# Task objective
From the William Yang press release below, copy word for word the stretch that starts at the words "Press Release" and stops after "by NewSouth Publishing.".

# Document passage
Press Release
William Yang
Stories of Love and Death
William Yang is one of Australia’s great storytellers. For 40 years, his photographs, handwritten anecdotes and live, slide projection performances have shared his journey to self-acceptance as a gay Chinese Australian. In the month that celebrates both Mardi Gras and Chinese New Year, Stills Gallery presents a solo exhibition by Yang that will mark the launch of the new monograph Stories of Love and Death: Performance, Portraiture and Documentary in the work of William Yang, by prominent academics Edward Scheer and Helena Grehan, published by NewSouth Publishing.
The exhibition at Stills will showcase some of Yang’s most celebrated photography. From the explosive sexual expression and social politics that he captured in the 80s, during the emergence of Sydney’s gay community, to his later images that trace an intimate search for understanding about his Chinese heritage and family, Yang’s visual stories infuse insights on cultural identity with an amusing, wry tone.
Like the publication, this show recognizes the breadth and depth of his practice, which speaks at once to the specifics of experience and broader social and political concerns. Unceremoniously capturing the mundane details of daily experience, some photographs are inscribed with handwritten reflections. In the moving series Sadness (1992), Yang evokes the humanity of friendship—despite a stark reality—as he loses a dear friend to AIDs. With equal sensitivity, other photographs look outwards to the public faces of celebrities, Patrick White, Brett Whiteley and Cate Blanchett.
Many photographs in this exhibition reappear in Yang’s best-known theatre pieces. His interdisciplinary approach to performance, text and photography brings to form a central theme throughout his work—the importance of connecting with others, of finding family and community among friends and peers.
The significance of Yang’s long compulsion to take photographs lies not least in a complex slippage between self, social life and medium. Keeping the world around him at arm’s length, his camera has allowed him to better understand it. In turn, it has shared his voice and vision, rejoining him with the world, and in the process, reshaping it.
William Yang was born in 1943 in North Queensland. His first solo exhibition Sydneyphiles, was held in 1977, at the Australian Centre for Photography. Since then he has had solo and group exhibitions across Asia, Australia, Europe and North America. These have included Episodes: Australian Photography Now, 13th Dong Gang International Photo Festival, Korea (2014); The China Project, Gallery of Modern Art (2009); Claiming China, Australian Centre for Photography and Monash Gallery of Art (2008); Yin-Yang: China in Australia, S.H. Ervin Gallery (2008); and the major retrospective Diaries, New South Wales State Library (1998). His work has won numerous awards and accolades, and is held in the collections of Art Gallery of New South Wales, Museum of Contemporary Art, National Gallery of Australia, National Portrait Gallery, Queensland Art Gallery, State Library of New South Wales and National Library of Australia.

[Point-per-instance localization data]
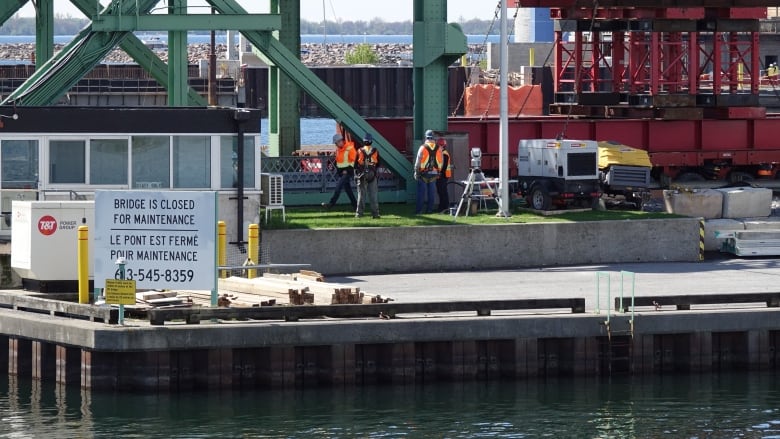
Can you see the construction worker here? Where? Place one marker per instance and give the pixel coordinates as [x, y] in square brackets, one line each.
[367, 177]
[345, 162]
[444, 177]
[427, 166]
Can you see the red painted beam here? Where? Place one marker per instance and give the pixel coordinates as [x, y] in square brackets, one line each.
[657, 4]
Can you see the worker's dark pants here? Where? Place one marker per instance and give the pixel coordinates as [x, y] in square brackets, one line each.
[444, 196]
[344, 183]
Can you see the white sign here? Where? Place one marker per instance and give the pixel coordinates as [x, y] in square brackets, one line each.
[166, 238]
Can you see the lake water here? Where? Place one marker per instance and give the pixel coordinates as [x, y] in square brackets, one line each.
[741, 405]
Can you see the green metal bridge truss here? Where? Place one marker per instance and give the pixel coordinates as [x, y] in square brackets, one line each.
[437, 44]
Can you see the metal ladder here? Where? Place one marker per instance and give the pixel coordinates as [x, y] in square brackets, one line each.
[620, 332]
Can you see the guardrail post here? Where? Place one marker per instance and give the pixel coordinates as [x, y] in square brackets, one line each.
[83, 263]
[222, 247]
[253, 249]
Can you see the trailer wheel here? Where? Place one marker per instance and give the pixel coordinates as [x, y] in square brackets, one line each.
[736, 177]
[540, 198]
[689, 177]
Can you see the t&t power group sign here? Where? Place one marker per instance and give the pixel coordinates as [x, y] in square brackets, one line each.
[166, 239]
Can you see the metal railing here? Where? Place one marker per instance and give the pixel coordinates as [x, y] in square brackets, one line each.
[317, 173]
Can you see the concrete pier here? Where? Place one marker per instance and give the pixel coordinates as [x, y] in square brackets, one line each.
[453, 346]
[517, 345]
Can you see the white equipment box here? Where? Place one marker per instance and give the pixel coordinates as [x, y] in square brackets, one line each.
[44, 238]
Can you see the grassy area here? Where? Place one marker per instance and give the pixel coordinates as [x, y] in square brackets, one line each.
[402, 215]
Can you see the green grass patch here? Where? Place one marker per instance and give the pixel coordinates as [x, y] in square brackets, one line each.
[402, 215]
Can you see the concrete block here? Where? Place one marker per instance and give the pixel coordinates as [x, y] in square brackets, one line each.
[706, 203]
[746, 202]
[770, 223]
[711, 242]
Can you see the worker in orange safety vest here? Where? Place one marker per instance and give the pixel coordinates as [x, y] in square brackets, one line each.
[444, 177]
[345, 165]
[427, 166]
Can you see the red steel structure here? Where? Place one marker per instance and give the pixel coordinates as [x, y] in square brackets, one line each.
[680, 79]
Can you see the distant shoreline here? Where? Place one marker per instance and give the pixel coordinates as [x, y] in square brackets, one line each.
[312, 54]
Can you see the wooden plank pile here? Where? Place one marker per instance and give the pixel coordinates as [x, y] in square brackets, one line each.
[302, 288]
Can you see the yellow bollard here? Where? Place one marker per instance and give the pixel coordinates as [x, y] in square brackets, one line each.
[83, 264]
[252, 250]
[222, 247]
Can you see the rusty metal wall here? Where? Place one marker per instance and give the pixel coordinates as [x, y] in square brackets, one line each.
[371, 91]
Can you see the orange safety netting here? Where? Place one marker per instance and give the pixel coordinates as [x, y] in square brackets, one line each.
[484, 100]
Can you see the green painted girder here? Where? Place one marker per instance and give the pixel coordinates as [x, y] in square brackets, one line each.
[44, 29]
[44, 25]
[134, 47]
[331, 102]
[437, 44]
[9, 7]
[111, 23]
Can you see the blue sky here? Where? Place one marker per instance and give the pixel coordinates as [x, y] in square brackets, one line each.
[333, 10]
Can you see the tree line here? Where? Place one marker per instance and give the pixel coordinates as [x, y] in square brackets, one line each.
[66, 25]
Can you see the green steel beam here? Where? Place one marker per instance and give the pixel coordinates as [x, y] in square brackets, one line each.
[141, 54]
[331, 102]
[59, 73]
[44, 30]
[157, 22]
[286, 138]
[44, 25]
[178, 62]
[437, 44]
[54, 78]
[9, 7]
[288, 62]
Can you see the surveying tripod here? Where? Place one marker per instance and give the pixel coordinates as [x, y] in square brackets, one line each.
[475, 176]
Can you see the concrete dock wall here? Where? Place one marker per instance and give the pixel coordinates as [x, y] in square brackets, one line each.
[314, 353]
[471, 247]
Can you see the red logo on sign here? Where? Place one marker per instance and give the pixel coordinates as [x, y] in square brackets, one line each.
[47, 225]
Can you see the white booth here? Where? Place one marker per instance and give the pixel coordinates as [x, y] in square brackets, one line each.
[44, 242]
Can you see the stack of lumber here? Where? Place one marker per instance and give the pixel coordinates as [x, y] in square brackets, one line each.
[161, 298]
[304, 287]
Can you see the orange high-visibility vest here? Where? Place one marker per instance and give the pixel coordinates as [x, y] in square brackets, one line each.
[447, 163]
[345, 156]
[425, 157]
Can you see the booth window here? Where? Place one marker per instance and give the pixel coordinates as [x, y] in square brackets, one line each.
[19, 164]
[228, 162]
[151, 162]
[66, 161]
[191, 162]
[108, 161]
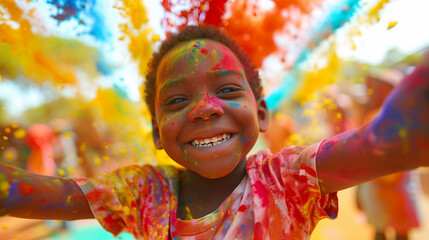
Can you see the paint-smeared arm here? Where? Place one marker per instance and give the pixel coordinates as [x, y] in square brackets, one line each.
[397, 139]
[27, 195]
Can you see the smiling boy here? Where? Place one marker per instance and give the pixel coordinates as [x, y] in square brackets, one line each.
[207, 109]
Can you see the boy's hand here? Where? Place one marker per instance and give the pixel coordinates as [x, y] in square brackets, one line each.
[27, 195]
[396, 140]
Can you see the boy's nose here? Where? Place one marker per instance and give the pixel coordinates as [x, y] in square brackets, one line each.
[205, 108]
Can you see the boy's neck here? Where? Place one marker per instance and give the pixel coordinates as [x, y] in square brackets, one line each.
[199, 196]
[231, 180]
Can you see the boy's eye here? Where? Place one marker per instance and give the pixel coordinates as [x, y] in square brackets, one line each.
[229, 91]
[175, 100]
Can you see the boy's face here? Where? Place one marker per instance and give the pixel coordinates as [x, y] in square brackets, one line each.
[206, 116]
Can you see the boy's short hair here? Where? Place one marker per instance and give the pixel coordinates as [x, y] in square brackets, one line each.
[190, 33]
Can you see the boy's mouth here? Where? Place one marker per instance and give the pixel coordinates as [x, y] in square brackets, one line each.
[212, 141]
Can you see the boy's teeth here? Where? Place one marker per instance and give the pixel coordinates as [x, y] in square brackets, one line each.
[213, 141]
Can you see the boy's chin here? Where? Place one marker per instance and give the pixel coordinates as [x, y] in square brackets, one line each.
[216, 172]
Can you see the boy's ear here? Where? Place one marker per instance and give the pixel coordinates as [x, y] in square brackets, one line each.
[155, 135]
[262, 115]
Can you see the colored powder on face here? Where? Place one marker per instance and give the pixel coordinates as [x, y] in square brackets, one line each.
[234, 104]
[26, 189]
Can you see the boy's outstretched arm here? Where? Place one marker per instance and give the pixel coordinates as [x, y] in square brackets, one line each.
[27, 195]
[397, 139]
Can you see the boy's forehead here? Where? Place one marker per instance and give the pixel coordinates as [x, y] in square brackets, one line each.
[193, 52]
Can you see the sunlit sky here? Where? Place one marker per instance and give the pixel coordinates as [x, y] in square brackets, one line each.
[408, 36]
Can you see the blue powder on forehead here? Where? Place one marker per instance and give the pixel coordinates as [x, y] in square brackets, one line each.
[234, 104]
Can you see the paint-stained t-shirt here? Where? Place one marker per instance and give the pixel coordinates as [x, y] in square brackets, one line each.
[279, 198]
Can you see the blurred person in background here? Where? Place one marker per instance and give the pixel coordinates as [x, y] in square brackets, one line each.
[390, 203]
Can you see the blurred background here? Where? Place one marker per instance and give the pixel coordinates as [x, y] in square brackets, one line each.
[71, 75]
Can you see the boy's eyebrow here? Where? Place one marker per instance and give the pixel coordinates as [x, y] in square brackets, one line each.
[223, 72]
[167, 84]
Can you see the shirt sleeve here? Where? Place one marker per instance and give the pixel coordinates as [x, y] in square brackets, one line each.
[286, 193]
[130, 199]
[299, 176]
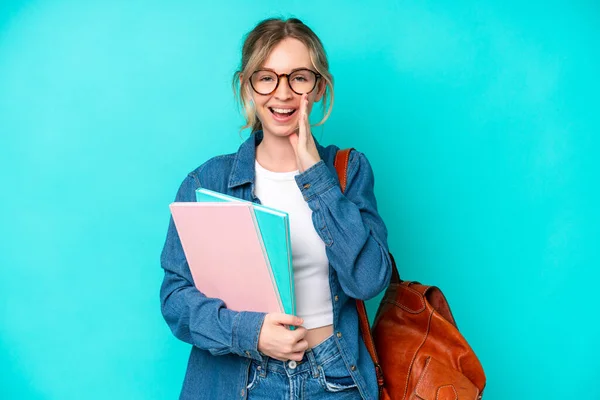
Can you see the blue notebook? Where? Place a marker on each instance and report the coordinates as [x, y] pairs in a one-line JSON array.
[[274, 226]]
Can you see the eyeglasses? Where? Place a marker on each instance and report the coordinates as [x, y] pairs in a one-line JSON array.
[[301, 81]]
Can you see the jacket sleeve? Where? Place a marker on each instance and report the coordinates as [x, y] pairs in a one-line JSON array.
[[349, 224], [194, 318]]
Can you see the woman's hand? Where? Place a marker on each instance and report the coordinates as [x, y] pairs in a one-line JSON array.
[[278, 342], [302, 141]]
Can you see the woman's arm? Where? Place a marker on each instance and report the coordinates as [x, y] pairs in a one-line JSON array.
[[349, 224], [194, 318]]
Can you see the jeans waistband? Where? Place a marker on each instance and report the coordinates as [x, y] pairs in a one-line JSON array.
[[314, 357]]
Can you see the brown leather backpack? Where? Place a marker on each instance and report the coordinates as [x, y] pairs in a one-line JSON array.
[[418, 352]]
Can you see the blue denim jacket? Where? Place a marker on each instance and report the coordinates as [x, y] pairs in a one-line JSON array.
[[224, 341]]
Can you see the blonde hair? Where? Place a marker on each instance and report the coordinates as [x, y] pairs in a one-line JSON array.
[[257, 47]]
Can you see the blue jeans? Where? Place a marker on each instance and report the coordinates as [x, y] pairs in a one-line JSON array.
[[322, 374]]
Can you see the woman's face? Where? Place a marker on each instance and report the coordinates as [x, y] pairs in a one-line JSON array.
[[279, 111]]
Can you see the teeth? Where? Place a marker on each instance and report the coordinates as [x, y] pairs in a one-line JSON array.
[[283, 110]]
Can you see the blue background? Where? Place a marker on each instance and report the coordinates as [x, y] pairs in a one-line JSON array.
[[480, 119]]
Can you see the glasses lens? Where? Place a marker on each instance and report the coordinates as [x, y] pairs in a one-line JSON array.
[[264, 82], [303, 81]]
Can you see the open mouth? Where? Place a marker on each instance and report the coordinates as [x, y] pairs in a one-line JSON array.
[[282, 112]]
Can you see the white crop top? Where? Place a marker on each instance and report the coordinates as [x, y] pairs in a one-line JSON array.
[[311, 266]]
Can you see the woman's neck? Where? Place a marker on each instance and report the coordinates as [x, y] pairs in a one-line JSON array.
[[276, 154]]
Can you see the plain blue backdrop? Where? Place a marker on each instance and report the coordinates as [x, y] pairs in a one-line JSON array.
[[481, 120]]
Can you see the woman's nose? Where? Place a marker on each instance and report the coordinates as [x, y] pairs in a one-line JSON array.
[[283, 91]]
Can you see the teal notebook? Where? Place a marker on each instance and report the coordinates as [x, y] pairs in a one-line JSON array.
[[274, 226]]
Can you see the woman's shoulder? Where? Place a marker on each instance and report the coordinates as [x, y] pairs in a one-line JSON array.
[[212, 174]]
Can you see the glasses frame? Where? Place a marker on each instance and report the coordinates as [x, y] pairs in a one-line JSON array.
[[287, 78]]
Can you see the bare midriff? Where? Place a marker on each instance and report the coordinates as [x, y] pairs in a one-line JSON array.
[[317, 335]]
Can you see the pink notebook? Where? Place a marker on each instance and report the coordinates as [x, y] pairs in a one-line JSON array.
[[225, 254]]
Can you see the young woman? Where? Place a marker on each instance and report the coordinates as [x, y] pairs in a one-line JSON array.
[[339, 241]]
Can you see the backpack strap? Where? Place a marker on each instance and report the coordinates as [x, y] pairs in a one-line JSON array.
[[341, 166]]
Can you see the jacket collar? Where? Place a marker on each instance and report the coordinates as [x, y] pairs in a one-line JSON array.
[[243, 170]]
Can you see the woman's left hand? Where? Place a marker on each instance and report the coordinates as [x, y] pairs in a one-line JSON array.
[[302, 141]]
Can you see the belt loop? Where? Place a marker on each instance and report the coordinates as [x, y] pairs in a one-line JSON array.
[[314, 368]]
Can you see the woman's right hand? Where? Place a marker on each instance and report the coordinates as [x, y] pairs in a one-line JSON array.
[[279, 342]]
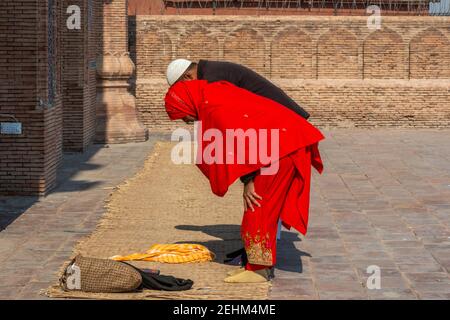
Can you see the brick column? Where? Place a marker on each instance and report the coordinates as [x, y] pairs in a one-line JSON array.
[[117, 119], [30, 92]]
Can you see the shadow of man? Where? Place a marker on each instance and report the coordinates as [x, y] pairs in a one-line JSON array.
[[289, 258]]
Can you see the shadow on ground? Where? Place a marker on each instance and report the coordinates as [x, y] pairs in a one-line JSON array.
[[289, 258]]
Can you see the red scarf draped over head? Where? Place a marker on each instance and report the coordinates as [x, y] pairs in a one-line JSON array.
[[183, 99], [222, 106]]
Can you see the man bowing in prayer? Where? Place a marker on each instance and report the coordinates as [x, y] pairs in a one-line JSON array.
[[281, 180], [182, 69]]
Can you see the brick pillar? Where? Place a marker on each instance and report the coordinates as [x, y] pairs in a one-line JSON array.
[[117, 119], [30, 92], [79, 49]]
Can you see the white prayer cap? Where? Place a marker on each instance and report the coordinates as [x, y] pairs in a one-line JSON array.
[[176, 69]]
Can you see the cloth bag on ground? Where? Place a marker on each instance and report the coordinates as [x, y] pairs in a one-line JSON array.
[[100, 275], [109, 276]]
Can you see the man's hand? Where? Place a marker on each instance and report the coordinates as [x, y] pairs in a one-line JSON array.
[[250, 196]]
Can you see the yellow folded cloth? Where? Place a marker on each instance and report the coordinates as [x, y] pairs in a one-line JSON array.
[[171, 253]]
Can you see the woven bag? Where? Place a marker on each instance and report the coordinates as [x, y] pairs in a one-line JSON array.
[[99, 275]]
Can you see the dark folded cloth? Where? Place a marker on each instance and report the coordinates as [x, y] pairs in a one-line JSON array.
[[239, 257], [236, 258], [153, 281]]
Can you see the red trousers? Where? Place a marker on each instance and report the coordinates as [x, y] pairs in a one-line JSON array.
[[259, 228]]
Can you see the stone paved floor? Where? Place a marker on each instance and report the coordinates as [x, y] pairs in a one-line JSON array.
[[383, 200]]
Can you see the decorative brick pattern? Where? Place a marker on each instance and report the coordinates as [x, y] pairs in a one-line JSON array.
[[342, 72], [385, 56], [430, 55]]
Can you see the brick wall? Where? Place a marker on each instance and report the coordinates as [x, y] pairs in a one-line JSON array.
[[28, 162], [342, 72]]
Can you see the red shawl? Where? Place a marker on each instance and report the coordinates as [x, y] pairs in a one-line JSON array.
[[221, 106]]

# Answer space
Press Release
William Yang
Stories of Love and Death
William Yang is one of Australia’s great storytellers. For 40 years, his photographs, handwritten anecdotes and live, slide projection performances have shared his journey to self-acceptance as a gay Chinese Australian. In the month that celebrates both Mardi Gras and Chinese New Year, Stills Gallery presents a solo exhibition by Yang that will mark the launch of the new monograph Stories of Love and Death: Performance, Portraiture and Documentary in the work of William Yang, by prominent academics Edward Scheer and Helena Grehan, published by NewSouth Publishing.